What needs to be done
Repeat word for word the part of the MR-GO trial passage starting with "ISS - Mister" and going on through "CBS News Monday.".

Source excerpt

================================

Thursday, April 23, 2009

ISS - Mister GO goes to trial::snip::

""It's the most expensive catastrophe in United States history. And it's actually man made," Jonathan Andry, the plaintiffs' lawyer, told CBS News Monday.


In his opening comments, Judge Duval, who is hearing the case without a jury, also called the case "the first real trial" about Hurricane Katrina, the levees and the role of the federal government. "This is a significant case that could affect hundreds of thousands of people," Judge Duval said Monday. "You all know what this is about:...What did the Corps know, when did it know it, and when should it have known?"


The federally-funded MR-GO was dug into the swamps southeast of New Orleans in the 1960s as a shortcut between New Orleans and the Gulf of Mexico. For years coastal advocates charged that the Environmental Protection Agency and other federal agencies allowed energy companies to decimate Louisiana's coastal wetlands, the best buffers against hurricanes, with projects like MR-GO. Residents, environmentalists, civil rights groups and policy makers steadily argued for MR-GO's closure, as the channel continued to grow in size due to erosion, bringing with it daily tidal flows of salt water that killed wetlands, marsh and cypress swamp forests. Hurricane experts warned that the destruction of wetlands around MR-GO eliminated a key barrier to advancing storm surges, and that MR-GO's faulty design created a funnel effect, accelerating the force and strength of storm surges. But all these warnings went unheeded.

================================

Data provided

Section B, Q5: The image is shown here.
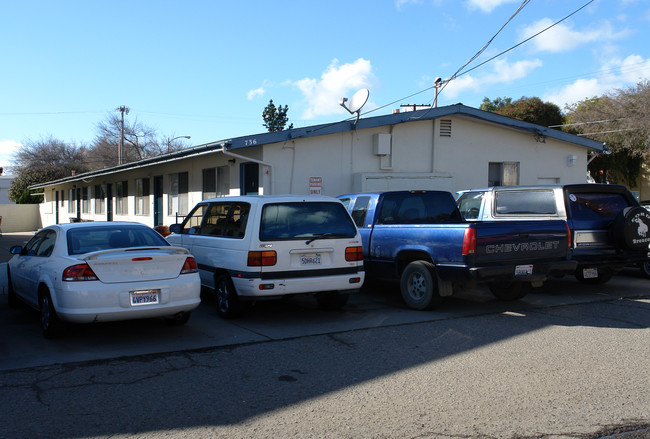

================================

Result for this exercise
ISS - Mister GO goes to trial::snip::

""It's the most expensive catastrophe in United States history. And it's actually man made," Jonathan Andry, the plaintiffs' lawyer, told CBS News Monday.